*INSTRUCTIONS TO FOLLOW*
Reproduce the material below verbatim, line for line, with nothing added or left out.

*EXTRACTED INFORMATION*
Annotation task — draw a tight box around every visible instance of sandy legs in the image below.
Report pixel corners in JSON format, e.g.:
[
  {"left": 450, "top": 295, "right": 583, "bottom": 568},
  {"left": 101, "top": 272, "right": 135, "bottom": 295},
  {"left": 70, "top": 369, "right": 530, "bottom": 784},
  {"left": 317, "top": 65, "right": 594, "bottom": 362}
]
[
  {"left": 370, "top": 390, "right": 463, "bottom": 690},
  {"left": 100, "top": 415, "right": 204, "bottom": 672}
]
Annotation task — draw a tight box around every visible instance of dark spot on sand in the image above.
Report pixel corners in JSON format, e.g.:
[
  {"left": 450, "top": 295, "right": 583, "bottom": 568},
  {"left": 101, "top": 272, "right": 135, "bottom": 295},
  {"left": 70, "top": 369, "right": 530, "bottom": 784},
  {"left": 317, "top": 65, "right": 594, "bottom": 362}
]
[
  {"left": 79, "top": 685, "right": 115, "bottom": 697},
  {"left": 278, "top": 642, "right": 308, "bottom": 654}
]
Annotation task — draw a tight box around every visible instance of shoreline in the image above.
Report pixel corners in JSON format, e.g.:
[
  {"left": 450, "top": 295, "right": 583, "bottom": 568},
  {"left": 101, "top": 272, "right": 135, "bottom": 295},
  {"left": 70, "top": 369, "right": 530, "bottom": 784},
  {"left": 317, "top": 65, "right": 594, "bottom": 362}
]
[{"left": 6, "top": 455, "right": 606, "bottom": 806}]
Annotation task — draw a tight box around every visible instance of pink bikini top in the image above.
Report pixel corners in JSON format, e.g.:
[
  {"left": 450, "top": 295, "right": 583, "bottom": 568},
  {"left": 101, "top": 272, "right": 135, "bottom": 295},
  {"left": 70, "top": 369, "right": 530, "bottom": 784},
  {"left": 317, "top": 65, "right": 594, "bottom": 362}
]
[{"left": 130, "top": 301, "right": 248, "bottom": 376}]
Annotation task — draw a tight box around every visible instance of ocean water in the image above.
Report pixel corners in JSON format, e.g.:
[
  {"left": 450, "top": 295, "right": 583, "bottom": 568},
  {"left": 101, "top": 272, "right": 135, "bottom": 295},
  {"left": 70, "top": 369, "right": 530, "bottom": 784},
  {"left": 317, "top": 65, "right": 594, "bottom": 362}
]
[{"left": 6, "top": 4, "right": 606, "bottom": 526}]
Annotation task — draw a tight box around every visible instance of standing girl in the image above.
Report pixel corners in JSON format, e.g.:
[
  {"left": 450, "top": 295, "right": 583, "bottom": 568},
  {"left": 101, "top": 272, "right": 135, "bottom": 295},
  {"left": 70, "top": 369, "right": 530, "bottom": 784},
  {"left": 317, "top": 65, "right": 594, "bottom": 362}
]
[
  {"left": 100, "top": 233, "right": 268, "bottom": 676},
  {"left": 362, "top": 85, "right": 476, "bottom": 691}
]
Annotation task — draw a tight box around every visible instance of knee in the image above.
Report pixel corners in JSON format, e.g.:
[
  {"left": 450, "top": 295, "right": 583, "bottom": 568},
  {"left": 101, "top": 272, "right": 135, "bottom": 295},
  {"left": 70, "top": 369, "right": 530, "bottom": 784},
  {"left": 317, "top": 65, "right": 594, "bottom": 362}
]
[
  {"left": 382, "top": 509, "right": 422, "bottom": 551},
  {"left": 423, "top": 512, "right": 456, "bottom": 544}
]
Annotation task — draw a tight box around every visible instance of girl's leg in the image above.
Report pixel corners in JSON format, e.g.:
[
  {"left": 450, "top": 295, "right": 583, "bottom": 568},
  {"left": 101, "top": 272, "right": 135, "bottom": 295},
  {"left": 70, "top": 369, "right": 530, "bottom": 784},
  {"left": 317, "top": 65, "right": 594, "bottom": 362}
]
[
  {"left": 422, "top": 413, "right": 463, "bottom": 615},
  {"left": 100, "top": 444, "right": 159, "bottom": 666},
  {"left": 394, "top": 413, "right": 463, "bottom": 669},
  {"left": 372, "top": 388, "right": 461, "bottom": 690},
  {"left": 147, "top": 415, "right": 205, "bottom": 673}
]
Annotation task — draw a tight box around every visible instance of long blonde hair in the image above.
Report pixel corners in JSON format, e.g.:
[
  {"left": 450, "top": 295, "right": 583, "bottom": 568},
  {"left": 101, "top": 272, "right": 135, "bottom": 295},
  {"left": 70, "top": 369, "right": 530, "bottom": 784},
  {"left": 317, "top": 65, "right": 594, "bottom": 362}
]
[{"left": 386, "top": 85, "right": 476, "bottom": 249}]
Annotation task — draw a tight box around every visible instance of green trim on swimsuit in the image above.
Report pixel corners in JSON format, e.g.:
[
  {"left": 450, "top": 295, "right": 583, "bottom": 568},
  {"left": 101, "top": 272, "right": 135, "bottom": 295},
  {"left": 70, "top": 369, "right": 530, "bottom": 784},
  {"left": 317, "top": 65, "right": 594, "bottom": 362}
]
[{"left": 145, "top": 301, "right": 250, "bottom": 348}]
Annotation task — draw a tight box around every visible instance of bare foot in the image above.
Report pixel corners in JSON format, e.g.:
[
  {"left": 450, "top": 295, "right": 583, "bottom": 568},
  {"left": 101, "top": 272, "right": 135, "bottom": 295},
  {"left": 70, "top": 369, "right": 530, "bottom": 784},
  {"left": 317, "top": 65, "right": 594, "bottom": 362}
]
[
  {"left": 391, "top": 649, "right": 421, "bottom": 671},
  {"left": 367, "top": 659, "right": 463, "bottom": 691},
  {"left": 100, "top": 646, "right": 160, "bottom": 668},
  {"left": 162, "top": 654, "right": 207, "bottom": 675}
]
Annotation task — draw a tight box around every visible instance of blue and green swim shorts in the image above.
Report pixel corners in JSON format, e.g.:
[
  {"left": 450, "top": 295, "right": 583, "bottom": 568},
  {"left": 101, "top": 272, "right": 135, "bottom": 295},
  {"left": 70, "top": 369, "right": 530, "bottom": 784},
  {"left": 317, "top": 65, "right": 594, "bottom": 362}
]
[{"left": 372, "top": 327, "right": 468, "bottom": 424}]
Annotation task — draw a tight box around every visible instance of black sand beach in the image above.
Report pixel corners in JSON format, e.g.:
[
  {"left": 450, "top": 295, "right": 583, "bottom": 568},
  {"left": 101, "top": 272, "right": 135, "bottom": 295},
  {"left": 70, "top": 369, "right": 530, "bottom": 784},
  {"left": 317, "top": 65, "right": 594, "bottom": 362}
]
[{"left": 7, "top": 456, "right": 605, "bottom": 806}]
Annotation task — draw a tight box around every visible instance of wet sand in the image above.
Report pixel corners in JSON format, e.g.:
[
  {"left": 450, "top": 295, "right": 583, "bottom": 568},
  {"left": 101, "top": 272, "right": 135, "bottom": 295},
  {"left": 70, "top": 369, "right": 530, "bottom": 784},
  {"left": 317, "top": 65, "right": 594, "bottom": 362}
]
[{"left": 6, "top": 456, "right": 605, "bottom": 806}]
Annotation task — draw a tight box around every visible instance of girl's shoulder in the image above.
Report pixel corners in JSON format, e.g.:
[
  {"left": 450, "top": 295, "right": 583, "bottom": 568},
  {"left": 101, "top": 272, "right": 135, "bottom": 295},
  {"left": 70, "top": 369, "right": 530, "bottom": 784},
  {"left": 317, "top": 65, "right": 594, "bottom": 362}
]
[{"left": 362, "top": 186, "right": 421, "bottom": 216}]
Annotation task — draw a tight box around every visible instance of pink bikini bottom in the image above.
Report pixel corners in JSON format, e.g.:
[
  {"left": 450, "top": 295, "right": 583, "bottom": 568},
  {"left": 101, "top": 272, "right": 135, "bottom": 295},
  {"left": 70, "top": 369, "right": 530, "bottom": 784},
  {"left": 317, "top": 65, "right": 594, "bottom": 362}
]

*TASK RESULT*
Annotation task — draw a tight box around every visible instance of sandy legs in the image below.
Report pixel corners in JSON format, e.g.:
[
  {"left": 450, "top": 295, "right": 583, "bottom": 568},
  {"left": 101, "top": 272, "right": 135, "bottom": 295},
  {"left": 70, "top": 369, "right": 530, "bottom": 784},
  {"left": 317, "top": 65, "right": 594, "bottom": 362}
]
[
  {"left": 370, "top": 390, "right": 463, "bottom": 690},
  {"left": 100, "top": 415, "right": 204, "bottom": 672}
]
Annotation task — draw a tight box around every visible instance of dark spot on sand in the image above.
Report pixel corners in JSON format, e.g.:
[
  {"left": 450, "top": 295, "right": 583, "bottom": 568},
  {"left": 101, "top": 272, "right": 135, "bottom": 295},
  {"left": 70, "top": 369, "right": 530, "bottom": 784},
  {"left": 317, "top": 65, "right": 594, "bottom": 362}
]
[
  {"left": 79, "top": 685, "right": 115, "bottom": 697},
  {"left": 278, "top": 642, "right": 308, "bottom": 654}
]
Annotation task — draw a tight box around every visible instance of shoreline in the image above.
Report pixel corners in JSON format, e.g.:
[
  {"left": 450, "top": 295, "right": 583, "bottom": 568},
  {"left": 101, "top": 272, "right": 135, "bottom": 295},
  {"left": 70, "top": 369, "right": 530, "bottom": 784},
  {"left": 317, "top": 65, "right": 594, "bottom": 362}
]
[{"left": 6, "top": 455, "right": 606, "bottom": 806}]
Annotation task — draw a tight box around every visible instance of pink bikini top in the image above.
Report pixel corners in JSON format, e.g.:
[
  {"left": 450, "top": 295, "right": 583, "bottom": 568},
  {"left": 101, "top": 272, "right": 135, "bottom": 295},
  {"left": 70, "top": 369, "right": 530, "bottom": 784},
  {"left": 317, "top": 65, "right": 594, "bottom": 362}
]
[{"left": 130, "top": 301, "right": 248, "bottom": 376}]
Annotation task — draw a tight box around every visible instance of ocean water in the image above.
Report pixel corners in JSON format, e.g.:
[
  {"left": 450, "top": 295, "right": 583, "bottom": 568},
  {"left": 101, "top": 272, "right": 135, "bottom": 295},
  {"left": 70, "top": 369, "right": 530, "bottom": 784},
  {"left": 317, "top": 65, "right": 594, "bottom": 362}
]
[{"left": 6, "top": 4, "right": 606, "bottom": 526}]
Annotation task — draw a tight box around every visible instance of standing girl in the image above.
Report pixel corners in JSON format, e.g.:
[
  {"left": 450, "top": 295, "right": 583, "bottom": 568},
  {"left": 101, "top": 272, "right": 135, "bottom": 295},
  {"left": 70, "top": 369, "right": 530, "bottom": 784},
  {"left": 317, "top": 65, "right": 594, "bottom": 362}
]
[
  {"left": 100, "top": 233, "right": 268, "bottom": 676},
  {"left": 362, "top": 85, "right": 476, "bottom": 691}
]
Annotation task — draw a tight box around every visible instance of knee in the image above.
Report pixel corners in JSON format, e.g.:
[
  {"left": 450, "top": 295, "right": 583, "bottom": 568},
  {"left": 101, "top": 272, "right": 135, "bottom": 295},
  {"left": 70, "top": 369, "right": 530, "bottom": 784},
  {"left": 317, "top": 65, "right": 594, "bottom": 362}
]
[
  {"left": 382, "top": 509, "right": 422, "bottom": 551},
  {"left": 423, "top": 512, "right": 456, "bottom": 544}
]
Annotation task — draw a tight box around every visible instance of girl's leg in the image above.
Report pixel corners in JSON format, e.g.:
[
  {"left": 450, "top": 295, "right": 583, "bottom": 568},
  {"left": 101, "top": 272, "right": 135, "bottom": 295},
  {"left": 70, "top": 369, "right": 530, "bottom": 784},
  {"left": 317, "top": 65, "right": 594, "bottom": 362}
]
[
  {"left": 422, "top": 413, "right": 463, "bottom": 615},
  {"left": 100, "top": 444, "right": 159, "bottom": 666},
  {"left": 394, "top": 413, "right": 463, "bottom": 669},
  {"left": 372, "top": 388, "right": 461, "bottom": 690},
  {"left": 147, "top": 415, "right": 205, "bottom": 673}
]
Annotation task — draw a tight box around every visible instance of long blonde hair in the image above.
Report pixel corners in JSON format, e.g.:
[
  {"left": 450, "top": 295, "right": 583, "bottom": 568},
  {"left": 101, "top": 272, "right": 135, "bottom": 295},
  {"left": 70, "top": 369, "right": 530, "bottom": 784},
  {"left": 317, "top": 65, "right": 594, "bottom": 362}
]
[{"left": 386, "top": 85, "right": 476, "bottom": 249}]
Annotation task — draw a tight box around every visible instance of green trim on swimsuit in the image above.
Report pixel corners in JSON format, e.g.:
[
  {"left": 450, "top": 295, "right": 583, "bottom": 568},
  {"left": 101, "top": 272, "right": 135, "bottom": 295},
  {"left": 70, "top": 369, "right": 530, "bottom": 784},
  {"left": 317, "top": 65, "right": 594, "bottom": 362}
]
[{"left": 145, "top": 301, "right": 250, "bottom": 348}]
Annotation task — draw a tight box around every visible instance of bare foot in the image above.
Report pixel corners in JSON format, e.g.:
[
  {"left": 450, "top": 295, "right": 583, "bottom": 568},
  {"left": 101, "top": 272, "right": 135, "bottom": 295},
  {"left": 70, "top": 369, "right": 530, "bottom": 784},
  {"left": 317, "top": 65, "right": 594, "bottom": 362}
]
[
  {"left": 391, "top": 649, "right": 421, "bottom": 671},
  {"left": 367, "top": 659, "right": 463, "bottom": 691},
  {"left": 100, "top": 646, "right": 160, "bottom": 668},
  {"left": 162, "top": 654, "right": 207, "bottom": 675}
]
Annotation task — draw a tight box around every visible instance of blue and green swim shorts in the image above.
Report pixel corners in JSON format, e.g.:
[
  {"left": 450, "top": 295, "right": 583, "bottom": 568},
  {"left": 101, "top": 272, "right": 135, "bottom": 295},
  {"left": 70, "top": 369, "right": 530, "bottom": 784},
  {"left": 317, "top": 65, "right": 594, "bottom": 362}
]
[{"left": 372, "top": 327, "right": 468, "bottom": 424}]
Annotation task — draw a tight box around every visible instance of black sand beach in the image above.
Report pixel corners in JSON format, e.g.:
[
  {"left": 450, "top": 295, "right": 583, "bottom": 568},
  {"left": 101, "top": 272, "right": 135, "bottom": 295},
  {"left": 70, "top": 369, "right": 530, "bottom": 784},
  {"left": 317, "top": 65, "right": 594, "bottom": 362}
]
[{"left": 7, "top": 456, "right": 605, "bottom": 806}]
Annotation task — draw a tight box around every visible instance of wet sand in the image above.
Report pixel corners in JSON format, e.g.:
[
  {"left": 450, "top": 295, "right": 583, "bottom": 568},
  {"left": 101, "top": 272, "right": 135, "bottom": 295},
  {"left": 70, "top": 369, "right": 530, "bottom": 784},
  {"left": 317, "top": 65, "right": 594, "bottom": 362}
]
[{"left": 6, "top": 456, "right": 605, "bottom": 806}]
Annotation task — draw a tight box around every visible instance of girl's shoulder in the image above.
Report pixel corners in JSON format, e.g.:
[
  {"left": 450, "top": 295, "right": 583, "bottom": 568},
  {"left": 101, "top": 272, "right": 135, "bottom": 295},
  {"left": 70, "top": 369, "right": 530, "bottom": 784},
  {"left": 317, "top": 65, "right": 594, "bottom": 362}
]
[{"left": 362, "top": 186, "right": 421, "bottom": 216}]
Annotation task — draw a tight box around every visible instance of pink bikini bottom in the image above.
Report pixel corners in JSON format, e.g.:
[
  {"left": 450, "top": 295, "right": 583, "bottom": 568},
  {"left": 101, "top": 272, "right": 135, "bottom": 295},
  {"left": 70, "top": 369, "right": 530, "bottom": 784},
  {"left": 317, "top": 65, "right": 594, "bottom": 362}
]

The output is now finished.